======== INPUT MATERIAL

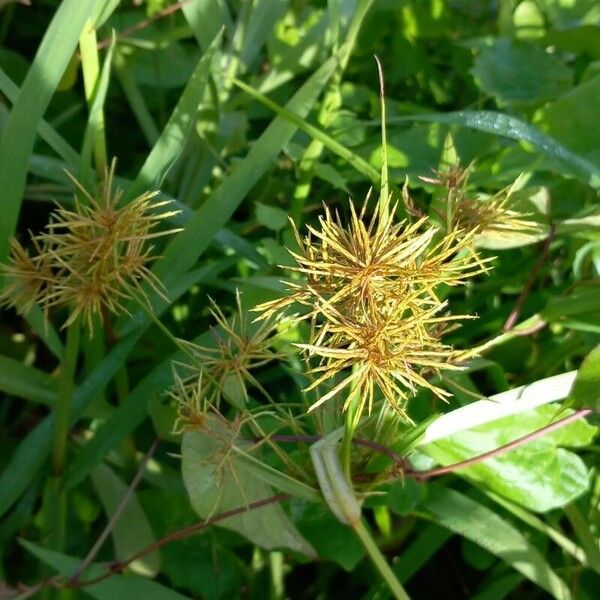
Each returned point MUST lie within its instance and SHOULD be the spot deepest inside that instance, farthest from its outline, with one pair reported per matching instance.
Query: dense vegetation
(219, 378)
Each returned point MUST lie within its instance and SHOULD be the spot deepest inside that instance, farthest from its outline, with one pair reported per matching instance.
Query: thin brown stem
(539, 263)
(89, 559)
(144, 23)
(311, 439)
(116, 567)
(185, 532)
(424, 475)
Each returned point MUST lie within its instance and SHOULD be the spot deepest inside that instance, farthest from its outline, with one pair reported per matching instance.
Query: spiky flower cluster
(224, 370)
(493, 217)
(90, 259)
(371, 295)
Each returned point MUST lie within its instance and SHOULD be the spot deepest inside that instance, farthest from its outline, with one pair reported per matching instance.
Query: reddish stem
(424, 475)
(516, 311)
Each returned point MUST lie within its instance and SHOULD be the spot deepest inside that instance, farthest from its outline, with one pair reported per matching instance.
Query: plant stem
(379, 561)
(346, 446)
(63, 401)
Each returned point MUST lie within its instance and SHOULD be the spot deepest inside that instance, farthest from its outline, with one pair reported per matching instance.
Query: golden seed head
(226, 367)
(90, 258)
(371, 297)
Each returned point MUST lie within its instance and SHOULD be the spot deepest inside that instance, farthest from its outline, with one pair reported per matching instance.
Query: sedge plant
(89, 262)
(366, 291)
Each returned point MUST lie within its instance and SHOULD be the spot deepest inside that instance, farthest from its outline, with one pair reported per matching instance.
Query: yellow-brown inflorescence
(225, 368)
(371, 296)
(493, 217)
(91, 258)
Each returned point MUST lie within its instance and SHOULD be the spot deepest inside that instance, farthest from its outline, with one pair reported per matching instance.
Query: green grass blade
(26, 382)
(97, 79)
(125, 419)
(514, 129)
(183, 251)
(46, 331)
(359, 163)
(34, 448)
(41, 81)
(135, 98)
(175, 134)
(485, 528)
(45, 130)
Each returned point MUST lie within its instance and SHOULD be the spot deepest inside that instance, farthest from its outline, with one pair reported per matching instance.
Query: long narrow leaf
(186, 248)
(359, 163)
(175, 134)
(515, 129)
(41, 81)
(45, 130)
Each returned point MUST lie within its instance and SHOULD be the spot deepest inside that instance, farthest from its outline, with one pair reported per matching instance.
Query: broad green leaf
(205, 565)
(585, 392)
(482, 526)
(331, 539)
(132, 531)
(572, 120)
(512, 402)
(430, 539)
(538, 475)
(520, 72)
(513, 128)
(115, 586)
(586, 226)
(580, 309)
(49, 64)
(175, 134)
(217, 481)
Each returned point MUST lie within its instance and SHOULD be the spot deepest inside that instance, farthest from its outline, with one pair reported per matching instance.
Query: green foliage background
(514, 85)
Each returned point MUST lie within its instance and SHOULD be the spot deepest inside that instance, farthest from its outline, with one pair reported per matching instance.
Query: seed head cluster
(91, 258)
(224, 368)
(371, 294)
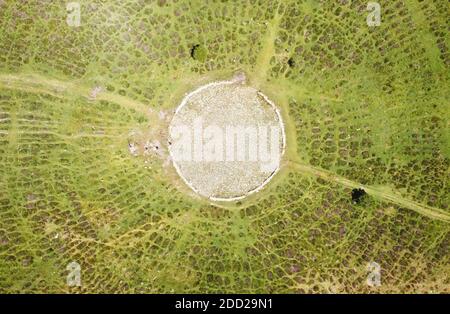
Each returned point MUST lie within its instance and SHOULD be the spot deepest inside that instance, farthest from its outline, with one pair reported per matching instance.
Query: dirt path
(431, 212)
(41, 84)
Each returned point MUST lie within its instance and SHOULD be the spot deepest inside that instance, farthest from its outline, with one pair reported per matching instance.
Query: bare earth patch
(226, 140)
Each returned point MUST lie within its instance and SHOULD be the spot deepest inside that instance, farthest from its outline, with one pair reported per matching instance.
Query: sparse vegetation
(364, 107)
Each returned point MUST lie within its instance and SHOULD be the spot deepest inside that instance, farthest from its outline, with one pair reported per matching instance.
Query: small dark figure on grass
(358, 195)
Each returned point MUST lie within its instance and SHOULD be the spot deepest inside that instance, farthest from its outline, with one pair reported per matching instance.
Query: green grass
(363, 107)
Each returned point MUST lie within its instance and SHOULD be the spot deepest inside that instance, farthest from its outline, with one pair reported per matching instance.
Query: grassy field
(363, 106)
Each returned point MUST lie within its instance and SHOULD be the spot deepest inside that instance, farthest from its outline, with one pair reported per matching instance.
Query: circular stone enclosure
(226, 140)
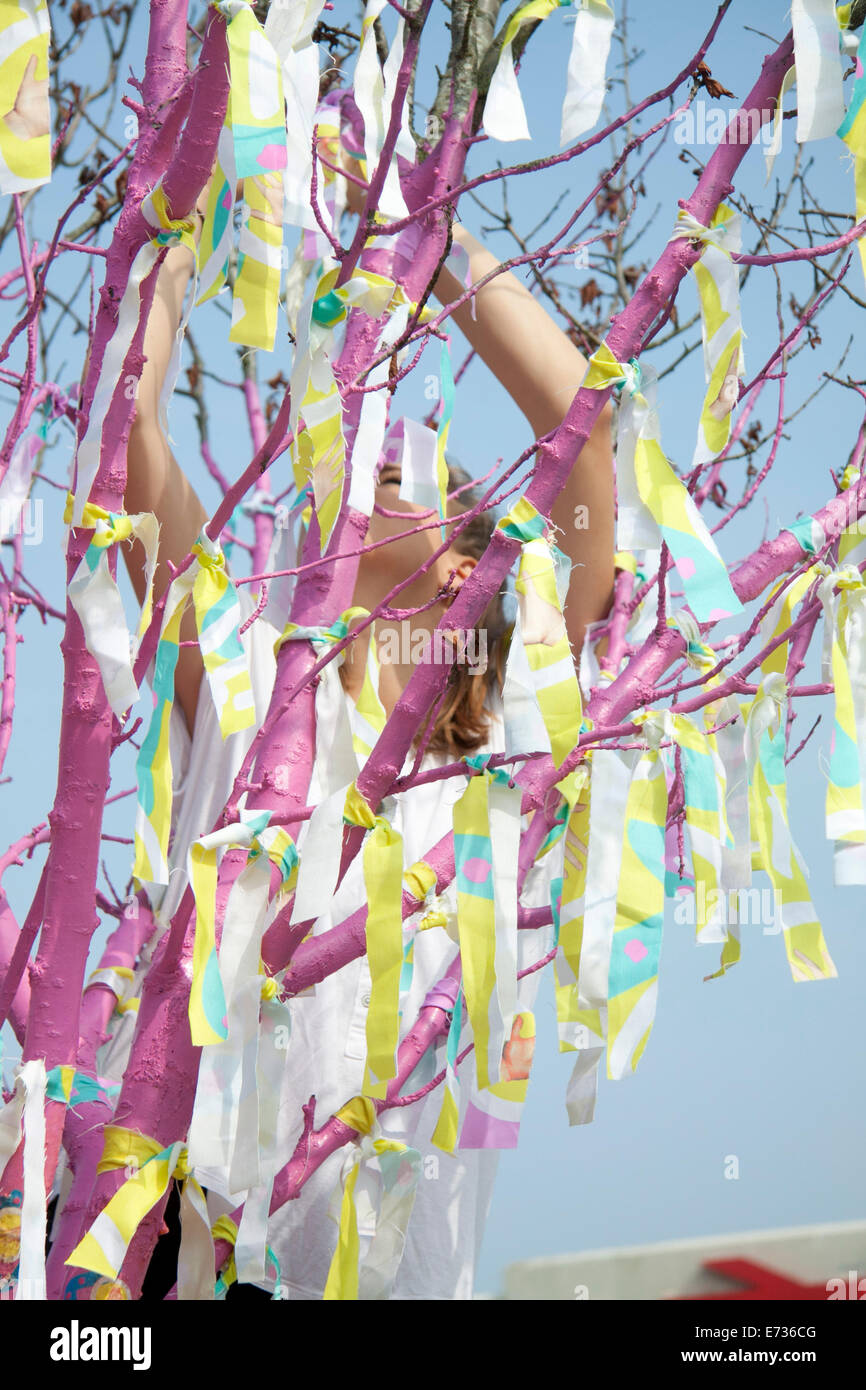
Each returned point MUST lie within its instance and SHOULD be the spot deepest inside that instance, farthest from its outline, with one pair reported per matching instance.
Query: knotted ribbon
(95, 597)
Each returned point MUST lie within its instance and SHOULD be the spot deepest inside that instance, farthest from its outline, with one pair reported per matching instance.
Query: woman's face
(384, 566)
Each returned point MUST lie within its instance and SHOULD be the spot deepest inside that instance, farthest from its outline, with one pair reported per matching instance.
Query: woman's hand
(541, 369)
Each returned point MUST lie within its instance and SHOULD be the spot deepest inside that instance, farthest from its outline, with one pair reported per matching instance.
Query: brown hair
(462, 720)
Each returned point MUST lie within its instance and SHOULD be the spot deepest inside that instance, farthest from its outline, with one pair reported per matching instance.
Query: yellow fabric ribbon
(153, 1165)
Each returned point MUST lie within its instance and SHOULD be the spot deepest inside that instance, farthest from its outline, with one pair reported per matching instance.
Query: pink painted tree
(667, 761)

================

### WORK INSTRUCTION
Set down every record above exactly as it stands, but skip the pictures.

### ANSWER TO THIS EXERCISE
Each returned point MUST lie within its instance and SHOULD be the spot deepest inside that instance, farthest from its outline, with one pair reported per matching instance.
Query: dense vegetation
(219, 378)
Each returned point MUST lie within its instance and SHOULD be the spot deepest inside that instance, farthest from its outline, with one pair reported per matching instance.
Query: thin brown stem
(539, 263)
(89, 559)
(144, 23)
(311, 439)
(116, 567)
(185, 532)
(424, 475)
Each returned point MUST lie within its instance and SHOULD be the spot deepest inside that instance, farthest from its outline, with one pair reported per matching instance.
Query: spiky flower cluster
(224, 370)
(493, 217)
(90, 259)
(371, 295)
Each returned point MUST lie within its instance and SHOULD be the spot deepest inside that instance, farthest from its outline, with one pair reported per matching instance.
Query: reddish stem
(424, 475)
(516, 311)
Each returned point MUST lie within its instance and SHOULD be the spot deepest inside that instance, farthest from its outline, with one pair reported per matching instance.
Query: plant stem
(379, 561)
(346, 446)
(63, 401)
Each returned point MUST lie within its instance and SHOULD be the spot deepest inside that instance, farthest from its outline, with one pair reported per matching instance.
Query: golden seed head
(226, 367)
(90, 258)
(371, 297)
Each returned point MUST lie within its instance and SHOULD be the spot deepest inside that instance, farthest from its outline, with one pair reported per matching instance.
Query: sedge plant
(89, 262)
(366, 291)
Each returned point MUST lie within its instance and SHOULD be the spot deepest inside that instance, farthest from its outline, with one pair reported per matching instance.
Query: yellow-brown inflorescence
(225, 368)
(371, 296)
(493, 217)
(91, 258)
Each returned point MUST lie within its instance and SHOULD be the spot deepest inside that instance, farthest from its outline, with one pair reported per matching instance.
Query: green grass blade
(26, 382)
(97, 79)
(125, 419)
(514, 129)
(183, 251)
(46, 331)
(359, 163)
(34, 448)
(41, 81)
(135, 98)
(175, 134)
(485, 528)
(45, 130)
Each returned point MUST lie within its instance and SHOULD be the spot deepest inside that instance, farthest from its outline, with one pair reported per matching instance.
Query: long narrow leaf
(186, 248)
(359, 163)
(175, 134)
(515, 129)
(41, 81)
(45, 130)
Each returned point MUST lie within its instance and SHOULD be the spot deepest inside that instance, farthest from its outline, with one pair reported per matching instance.
Query: broad green leaf
(205, 565)
(585, 392)
(482, 526)
(331, 539)
(132, 531)
(572, 120)
(512, 402)
(430, 539)
(538, 475)
(520, 72)
(513, 128)
(115, 586)
(586, 226)
(580, 309)
(49, 64)
(175, 134)
(217, 481)
Each returned point MUST lie within its instance and SHOULD be the spot deepest inside that instance, farthest from its outline, with one pair reported per matching instance.
Query: green foliage background
(514, 85)
Each returned point MUST lie within its instance and SHOULD be the spot deepest inside that instance, farthest from its outline, with one pair reported per matching instance.
Query: seed head cluster
(91, 258)
(224, 368)
(371, 294)
Each returned point MUST lie within its instance and SHOULD be the spot deepest inside that instance, farthest from its outline, with one pair reported per matching instance.
Query: dirt path
(431, 212)
(41, 84)
Each returned point MUST lie within its instance and SHOULD be the spot deepest inside that instance, farthest from its outline, with one pair reported per matching instance.
Query: bare earth patch
(226, 140)
Each returned point MUST lie within its instance and SHOULD be the spot deepest inside that instance, farthest from its outline, with one pair reported per matching instance.
Query: sparse vegetation
(364, 107)
Each returned point MUST lie within its instance and SHOULD be the spot deepest inside that instance, farthest from its outline, with one pair reported per matching instance.
Query: small dark figure on grass
(358, 195)
Each returned point MUST lie within its instance and SHOULD be the spot deepest inside that instance, farthest from its outline, with one pair reported per matching instance.
Query: green grass
(363, 107)
Each returned point MUST lie within its instance and SHOULD be the spot deepest inside that instance, farthest from its outline, with one pair reported per matching instance.
Query: grassy field
(363, 106)
Each returned point MUST lie within its instance and SHOULD be the spot deepest inside that instance, farthest from its outline, with one pair reported per matching instance.
Query: circular stone enclosure
(226, 140)
Each returned point MUST lie within its instance and SHOULD be the spot deepest inside that instance, farthest from its outline, with one pair reported per matching instance.
Query: knotted ribbon
(95, 597)
Each returned point MUST lie within its instance and SHOULD be the spot deepest inside that instance, farthest from its outline, with one pair reported per matching instance.
Query: woman's face
(384, 566)
Each returned point MUST lie within its instance and SHOULD be the spot deepest inside that instance, farthest from its outline, with one pair reported per matching instance.
Query: woman's hand
(541, 369)
Each returned point MUST lie within its instance and SHOULD be the spot deepest inside that instance, farthest from its outline, with one pair reported per matching instance.
Query: brown hair
(462, 720)
Each returned point MUST lie within its instance and SHOULD be the spot deepest inside that instance, farthest from its outline, with one pair reported per matching instance.
Query: yellow fabric ribbon
(153, 1165)
Each returned point MUST lie within its instance and SHOULD be the spot deepest inside that instance, farthest from its outline, with one pair reported per matching instance.
Query: pink painted tree
(667, 761)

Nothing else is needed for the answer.